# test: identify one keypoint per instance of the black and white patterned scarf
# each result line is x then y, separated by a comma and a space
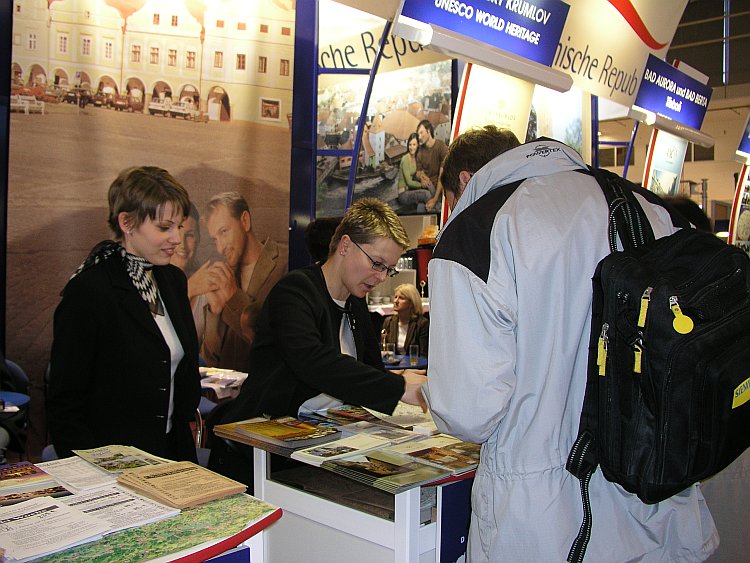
139, 270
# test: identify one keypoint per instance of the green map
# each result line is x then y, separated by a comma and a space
208, 522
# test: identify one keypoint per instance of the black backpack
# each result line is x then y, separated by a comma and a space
667, 399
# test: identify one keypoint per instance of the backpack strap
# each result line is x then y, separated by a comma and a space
628, 221
626, 216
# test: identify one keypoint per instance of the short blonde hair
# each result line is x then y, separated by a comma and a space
410, 291
368, 219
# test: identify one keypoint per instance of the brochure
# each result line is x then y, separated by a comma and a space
116, 459
23, 481
386, 470
180, 484
44, 525
352, 445
77, 474
119, 507
442, 451
286, 431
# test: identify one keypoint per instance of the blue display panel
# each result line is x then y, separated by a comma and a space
744, 147
530, 30
667, 91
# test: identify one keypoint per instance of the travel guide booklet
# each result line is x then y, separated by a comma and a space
442, 451
23, 481
119, 507
286, 431
116, 459
349, 413
386, 470
44, 525
180, 484
77, 474
393, 434
345, 447
404, 415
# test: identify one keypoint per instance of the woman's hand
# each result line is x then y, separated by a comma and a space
414, 378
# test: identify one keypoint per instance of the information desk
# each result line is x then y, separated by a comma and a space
320, 529
405, 363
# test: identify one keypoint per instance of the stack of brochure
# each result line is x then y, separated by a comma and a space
400, 466
24, 480
356, 444
286, 431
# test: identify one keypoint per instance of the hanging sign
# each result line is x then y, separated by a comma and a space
743, 151
666, 155
739, 222
530, 30
667, 91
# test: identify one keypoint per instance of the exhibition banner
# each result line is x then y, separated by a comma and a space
609, 60
479, 104
530, 30
739, 222
743, 150
666, 155
667, 91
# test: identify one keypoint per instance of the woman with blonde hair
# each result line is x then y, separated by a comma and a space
315, 346
407, 325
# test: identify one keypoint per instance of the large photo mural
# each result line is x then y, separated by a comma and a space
202, 88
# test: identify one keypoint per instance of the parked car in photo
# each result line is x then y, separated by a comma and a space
135, 103
160, 106
120, 103
80, 96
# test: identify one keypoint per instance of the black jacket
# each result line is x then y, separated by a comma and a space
296, 354
418, 333
110, 365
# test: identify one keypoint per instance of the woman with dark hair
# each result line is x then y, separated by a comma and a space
410, 190
407, 325
124, 364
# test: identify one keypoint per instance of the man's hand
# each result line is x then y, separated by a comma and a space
215, 302
199, 283
413, 388
222, 277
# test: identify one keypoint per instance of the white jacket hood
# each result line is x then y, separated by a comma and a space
541, 157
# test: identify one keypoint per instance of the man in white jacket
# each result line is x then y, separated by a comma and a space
510, 299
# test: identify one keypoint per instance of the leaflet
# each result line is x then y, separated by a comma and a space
45, 525
77, 474
120, 507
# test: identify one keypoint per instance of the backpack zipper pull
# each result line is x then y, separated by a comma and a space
681, 323
645, 300
601, 356
638, 351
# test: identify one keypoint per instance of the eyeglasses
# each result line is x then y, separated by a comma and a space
378, 266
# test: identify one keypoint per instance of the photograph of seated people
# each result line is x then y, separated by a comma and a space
185, 258
235, 287
124, 362
315, 346
407, 325
410, 189
429, 157
318, 235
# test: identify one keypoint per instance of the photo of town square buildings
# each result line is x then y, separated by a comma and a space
217, 77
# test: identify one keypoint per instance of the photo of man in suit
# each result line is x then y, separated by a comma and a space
236, 286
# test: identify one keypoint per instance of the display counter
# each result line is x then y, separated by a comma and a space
331, 518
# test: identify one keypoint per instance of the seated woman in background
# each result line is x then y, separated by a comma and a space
124, 363
407, 325
315, 346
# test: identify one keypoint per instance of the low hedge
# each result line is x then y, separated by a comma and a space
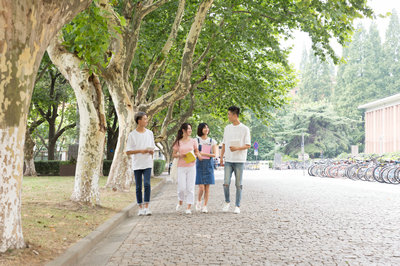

■ **EXERCISE GOAL**
Your answer must consist of every line in the listing that contains "woman".

■ **PROBLEM SOLUTION**
# test: identify one keypoint per instance of the woman's hand
# test: identify one keypoint per instance of the woman with blonde hair
# test: identify one keypoint per instance of the woman with dark hair
# test: identify one keypoint per instance of the seated woman in background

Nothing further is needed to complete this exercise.